#### [PROBLEM]
Can you pick up the page about the SABER attack framework for vision-language-action models and continue it after its last sentence?

#### [DOCUMENT SEGMENT]
========

SABER: A Stealthy Agentic Black-Box Attack Framework for Vision-Language-Action Models

Abstract

Vision-language-action (VLA) models enable robots to follow natural-language instructions grounded in visual observations, but the instruction channel also introduces a critical vulnerability: small textual perturbations can alter downstream robot behavior. Systematic robustness evaluation therefore requires a black-box attacker that can generate minimal yet effective instruction edits across diverse VLA models. To this end, we present SABER, an agent-centric approach for automatically generating instruction-based adversarial attacks on VLA models under bounded edit budgets. SABER uses a GRPO-trained ReAct attacker to generate small, plausible adversarial instruction edits using character-, token-, and prompt-level tools under a bounded edit budget that induces targeted behavioral degradation, including task failure, unnecessarily long execution, and increased constraint violations. On the LIBERO benchmark across six state-of-the-art VLA models, SABER reduces task success by 20.6%, increases action-sequence length by 55%, and raises constraint violations by 33%, while requiring 21.1% fewer tool calls and 54.7% fewer character edits than strong GPT-based baselines. These results show that small, plausible instruction edits are sufficient to substantially degrade robot execution, and that an agentic black-box pipeline offers a practical, scalable, and adaptive approach for red-teaming robotic foundation models.

Paper Structure

This paper contains 14 sections, 6 equations, 3 figures, 6 tables.

Figures (3)

  • Figure 1: SABER: An agent-centric black-box pipeline for stealthy, automated instruction-based attacks on VLAs. VLA models for robot manipulation are expected to achieve high task success, efficient action planning and execution, and safe behavior under physical constraints. However, even small instruction perturbations can induce VLA malfunctions. SABER (Dashed Box) applies stealthy edits to manipulation instructions through a ReAct-style tool-calling protocol (Red Box) with a two-stage FIND$\rightarrow$APPLY workflow, using a perturbation toolbox (Blue Box) spanning character-, token-, and prompt-level attacks. After the perturbed instruction is fed to the target VLA, the robot exhibits degraded behaviors aligned with the attack objective, including task failure, action inflation, and increased constraint violations.

========

#### [EXTRACTED DATA]
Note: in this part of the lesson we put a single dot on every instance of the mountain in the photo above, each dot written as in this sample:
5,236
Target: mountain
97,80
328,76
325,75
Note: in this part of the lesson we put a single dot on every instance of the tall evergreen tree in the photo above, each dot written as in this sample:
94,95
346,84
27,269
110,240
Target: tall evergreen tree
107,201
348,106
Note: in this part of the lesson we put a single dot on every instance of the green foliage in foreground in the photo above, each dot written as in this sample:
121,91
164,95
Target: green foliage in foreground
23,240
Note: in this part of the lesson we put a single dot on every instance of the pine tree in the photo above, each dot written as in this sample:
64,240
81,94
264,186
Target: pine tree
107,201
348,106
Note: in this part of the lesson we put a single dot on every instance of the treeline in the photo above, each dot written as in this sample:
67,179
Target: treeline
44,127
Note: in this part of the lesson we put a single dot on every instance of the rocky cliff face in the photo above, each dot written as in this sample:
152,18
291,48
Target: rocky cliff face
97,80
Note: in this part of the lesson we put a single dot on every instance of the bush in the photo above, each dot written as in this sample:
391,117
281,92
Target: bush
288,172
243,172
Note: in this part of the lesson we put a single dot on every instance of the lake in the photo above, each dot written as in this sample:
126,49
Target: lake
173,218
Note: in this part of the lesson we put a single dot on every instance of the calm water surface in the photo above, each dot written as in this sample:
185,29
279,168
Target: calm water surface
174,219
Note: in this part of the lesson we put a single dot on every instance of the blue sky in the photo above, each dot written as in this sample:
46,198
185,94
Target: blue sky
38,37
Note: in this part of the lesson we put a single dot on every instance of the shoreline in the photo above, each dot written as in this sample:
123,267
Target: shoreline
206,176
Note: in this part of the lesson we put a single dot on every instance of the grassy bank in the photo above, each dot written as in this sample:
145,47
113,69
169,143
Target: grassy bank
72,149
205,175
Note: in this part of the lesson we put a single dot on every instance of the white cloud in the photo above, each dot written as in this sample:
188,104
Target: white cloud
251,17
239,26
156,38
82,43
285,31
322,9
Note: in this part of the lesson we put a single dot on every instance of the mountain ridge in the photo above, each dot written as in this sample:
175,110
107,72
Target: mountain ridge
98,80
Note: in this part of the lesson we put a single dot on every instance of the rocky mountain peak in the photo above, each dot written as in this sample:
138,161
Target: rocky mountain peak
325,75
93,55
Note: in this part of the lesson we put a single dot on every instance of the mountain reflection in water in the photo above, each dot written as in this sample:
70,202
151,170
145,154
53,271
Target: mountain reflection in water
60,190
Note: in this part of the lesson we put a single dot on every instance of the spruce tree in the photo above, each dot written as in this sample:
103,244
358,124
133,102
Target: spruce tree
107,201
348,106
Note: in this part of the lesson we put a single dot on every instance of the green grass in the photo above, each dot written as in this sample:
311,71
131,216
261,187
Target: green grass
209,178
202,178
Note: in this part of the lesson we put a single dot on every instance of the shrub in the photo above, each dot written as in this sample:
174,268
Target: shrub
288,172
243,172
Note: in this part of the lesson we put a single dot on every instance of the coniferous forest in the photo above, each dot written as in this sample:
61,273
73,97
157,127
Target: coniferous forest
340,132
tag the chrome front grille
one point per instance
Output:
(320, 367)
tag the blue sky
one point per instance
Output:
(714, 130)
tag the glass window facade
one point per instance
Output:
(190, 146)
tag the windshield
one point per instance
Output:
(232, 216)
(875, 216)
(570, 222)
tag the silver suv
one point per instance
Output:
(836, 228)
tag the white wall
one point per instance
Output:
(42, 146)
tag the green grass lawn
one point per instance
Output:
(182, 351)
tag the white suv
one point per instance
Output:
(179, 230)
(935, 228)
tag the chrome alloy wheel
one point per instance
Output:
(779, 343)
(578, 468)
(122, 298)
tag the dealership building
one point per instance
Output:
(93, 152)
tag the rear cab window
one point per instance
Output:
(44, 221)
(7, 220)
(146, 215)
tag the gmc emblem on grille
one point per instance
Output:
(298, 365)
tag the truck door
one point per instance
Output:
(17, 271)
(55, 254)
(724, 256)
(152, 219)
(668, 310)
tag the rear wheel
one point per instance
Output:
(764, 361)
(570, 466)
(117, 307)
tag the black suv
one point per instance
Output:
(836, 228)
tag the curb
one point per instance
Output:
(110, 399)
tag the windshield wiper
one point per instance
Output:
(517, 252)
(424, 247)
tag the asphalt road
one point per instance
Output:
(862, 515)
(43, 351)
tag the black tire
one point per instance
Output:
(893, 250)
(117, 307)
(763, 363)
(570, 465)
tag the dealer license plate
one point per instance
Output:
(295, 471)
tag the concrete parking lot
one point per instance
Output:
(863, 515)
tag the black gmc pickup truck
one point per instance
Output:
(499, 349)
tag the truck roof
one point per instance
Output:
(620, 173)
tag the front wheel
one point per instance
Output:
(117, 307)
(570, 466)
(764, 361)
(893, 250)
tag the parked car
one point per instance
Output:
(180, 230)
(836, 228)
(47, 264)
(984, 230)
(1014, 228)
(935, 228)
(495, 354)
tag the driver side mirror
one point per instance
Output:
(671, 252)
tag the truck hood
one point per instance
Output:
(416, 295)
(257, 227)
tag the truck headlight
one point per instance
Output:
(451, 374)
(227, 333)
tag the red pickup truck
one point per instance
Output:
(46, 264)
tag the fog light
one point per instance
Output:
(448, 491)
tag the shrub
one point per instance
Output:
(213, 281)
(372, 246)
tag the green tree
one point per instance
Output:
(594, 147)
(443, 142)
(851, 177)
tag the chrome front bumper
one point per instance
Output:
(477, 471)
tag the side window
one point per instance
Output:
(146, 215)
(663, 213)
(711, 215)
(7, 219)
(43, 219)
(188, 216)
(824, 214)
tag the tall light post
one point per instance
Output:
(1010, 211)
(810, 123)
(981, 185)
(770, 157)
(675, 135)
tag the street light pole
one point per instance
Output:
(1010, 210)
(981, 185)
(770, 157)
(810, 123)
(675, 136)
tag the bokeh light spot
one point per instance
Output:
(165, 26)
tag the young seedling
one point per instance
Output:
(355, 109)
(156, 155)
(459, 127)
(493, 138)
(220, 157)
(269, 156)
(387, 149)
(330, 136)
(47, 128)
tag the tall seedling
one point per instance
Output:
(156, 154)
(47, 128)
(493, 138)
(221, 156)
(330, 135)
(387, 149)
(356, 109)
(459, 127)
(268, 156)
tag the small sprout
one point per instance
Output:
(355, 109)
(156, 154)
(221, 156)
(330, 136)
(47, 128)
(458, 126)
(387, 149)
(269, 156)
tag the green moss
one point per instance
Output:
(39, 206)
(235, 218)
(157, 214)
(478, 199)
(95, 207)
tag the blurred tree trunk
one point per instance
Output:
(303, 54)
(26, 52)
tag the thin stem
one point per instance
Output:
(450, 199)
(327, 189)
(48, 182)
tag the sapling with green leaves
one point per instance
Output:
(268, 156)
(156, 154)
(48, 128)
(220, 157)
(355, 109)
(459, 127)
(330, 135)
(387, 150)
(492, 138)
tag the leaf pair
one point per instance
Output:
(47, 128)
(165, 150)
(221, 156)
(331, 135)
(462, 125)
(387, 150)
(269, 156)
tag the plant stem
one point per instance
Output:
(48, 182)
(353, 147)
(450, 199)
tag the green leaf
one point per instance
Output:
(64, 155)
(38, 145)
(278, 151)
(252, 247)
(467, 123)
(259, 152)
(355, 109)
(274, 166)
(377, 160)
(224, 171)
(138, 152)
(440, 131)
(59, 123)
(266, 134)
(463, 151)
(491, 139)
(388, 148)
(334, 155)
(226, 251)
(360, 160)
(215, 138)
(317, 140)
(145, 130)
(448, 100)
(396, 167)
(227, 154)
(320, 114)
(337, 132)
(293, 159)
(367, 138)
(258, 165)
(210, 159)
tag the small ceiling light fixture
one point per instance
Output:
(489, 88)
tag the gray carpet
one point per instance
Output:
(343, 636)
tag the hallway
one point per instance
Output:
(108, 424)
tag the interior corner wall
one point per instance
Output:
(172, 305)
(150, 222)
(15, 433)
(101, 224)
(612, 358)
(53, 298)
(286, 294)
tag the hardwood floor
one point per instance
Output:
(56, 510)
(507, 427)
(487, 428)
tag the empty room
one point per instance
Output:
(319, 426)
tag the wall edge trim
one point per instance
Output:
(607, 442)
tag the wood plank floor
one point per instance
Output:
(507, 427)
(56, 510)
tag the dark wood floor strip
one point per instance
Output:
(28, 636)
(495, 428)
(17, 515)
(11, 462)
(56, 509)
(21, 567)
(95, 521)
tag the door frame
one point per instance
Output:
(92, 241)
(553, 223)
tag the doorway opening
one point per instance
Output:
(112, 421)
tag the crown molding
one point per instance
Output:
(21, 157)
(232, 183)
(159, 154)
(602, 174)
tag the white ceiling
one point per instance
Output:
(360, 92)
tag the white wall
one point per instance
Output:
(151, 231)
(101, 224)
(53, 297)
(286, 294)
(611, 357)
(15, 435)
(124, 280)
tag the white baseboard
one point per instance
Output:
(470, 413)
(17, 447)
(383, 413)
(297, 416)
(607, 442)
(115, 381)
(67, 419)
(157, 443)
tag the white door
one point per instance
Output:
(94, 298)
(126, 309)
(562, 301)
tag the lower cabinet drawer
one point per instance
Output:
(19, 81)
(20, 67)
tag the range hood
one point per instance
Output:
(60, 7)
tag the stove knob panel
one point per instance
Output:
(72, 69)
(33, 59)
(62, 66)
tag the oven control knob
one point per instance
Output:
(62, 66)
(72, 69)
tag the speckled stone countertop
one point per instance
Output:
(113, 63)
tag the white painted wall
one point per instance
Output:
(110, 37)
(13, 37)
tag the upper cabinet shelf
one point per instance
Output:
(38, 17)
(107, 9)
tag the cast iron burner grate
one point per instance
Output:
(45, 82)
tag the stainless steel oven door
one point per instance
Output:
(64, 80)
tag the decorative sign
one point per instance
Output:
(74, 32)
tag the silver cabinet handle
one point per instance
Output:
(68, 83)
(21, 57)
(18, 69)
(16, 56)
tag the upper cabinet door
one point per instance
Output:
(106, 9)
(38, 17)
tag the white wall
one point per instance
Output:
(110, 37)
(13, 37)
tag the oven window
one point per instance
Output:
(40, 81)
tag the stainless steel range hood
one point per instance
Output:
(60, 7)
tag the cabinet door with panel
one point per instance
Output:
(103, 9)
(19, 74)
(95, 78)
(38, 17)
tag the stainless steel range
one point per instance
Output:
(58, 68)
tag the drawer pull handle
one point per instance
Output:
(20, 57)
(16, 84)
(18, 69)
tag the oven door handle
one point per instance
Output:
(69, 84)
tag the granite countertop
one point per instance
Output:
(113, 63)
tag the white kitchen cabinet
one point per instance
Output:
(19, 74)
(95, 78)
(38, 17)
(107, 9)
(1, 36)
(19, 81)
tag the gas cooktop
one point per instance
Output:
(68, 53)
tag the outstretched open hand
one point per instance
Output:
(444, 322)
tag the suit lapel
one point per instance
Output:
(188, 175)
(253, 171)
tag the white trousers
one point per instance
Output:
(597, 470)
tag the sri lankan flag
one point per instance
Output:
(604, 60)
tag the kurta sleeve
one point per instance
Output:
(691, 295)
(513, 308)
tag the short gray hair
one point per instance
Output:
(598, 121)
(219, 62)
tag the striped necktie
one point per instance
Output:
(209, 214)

========

#### [TASK RESPONSE]
  • Figure 2: Overview of SABER. For each LIBERO task, we maintain two contrastive rollouts under a frozen target VLA. A clean baseline rollout (Green Box) is first executed and cached as reference. For the attack rollout, the instruction is passed to a red-team agent (Red Box), which uses an LLM backbone to reason over the instruction and available tools, then performs multi-turn FIND$\rightarrow$APPLY edits in a ReAct-style loop. The perturbation toolbox (Blue Box) returns edited instructions from target positions and local context. The target VLA then executes the perturbed instruction to produce the attack rollout (Yellow Box). The reward function (Purple Box) compares the clean and attack rollouts, together with the agent’s tool-use traces, to compute rewards from task outcome, action inflation, constraint violations, and stealth signals, including character edits and tool calls.
  • Figure 3: Two-stage training procedure. We cold-start by caching clean baseline rollouts from target VLAs (Orange) and collecting initial attack trajectories with a frozen red-team agent (Red) via lightweight random exploration over tool-calling chains. These rollouts form the cold-start dataset for SFT before GRPO training. We then perform agentic RL in interactive scenarios, where the red-team agent attacks target VLAs through tool calling and learns from reward feedback (Purple) computed by comparing clean and attack rollouts, together with the agent’s tool-use traces, under different attack objectives.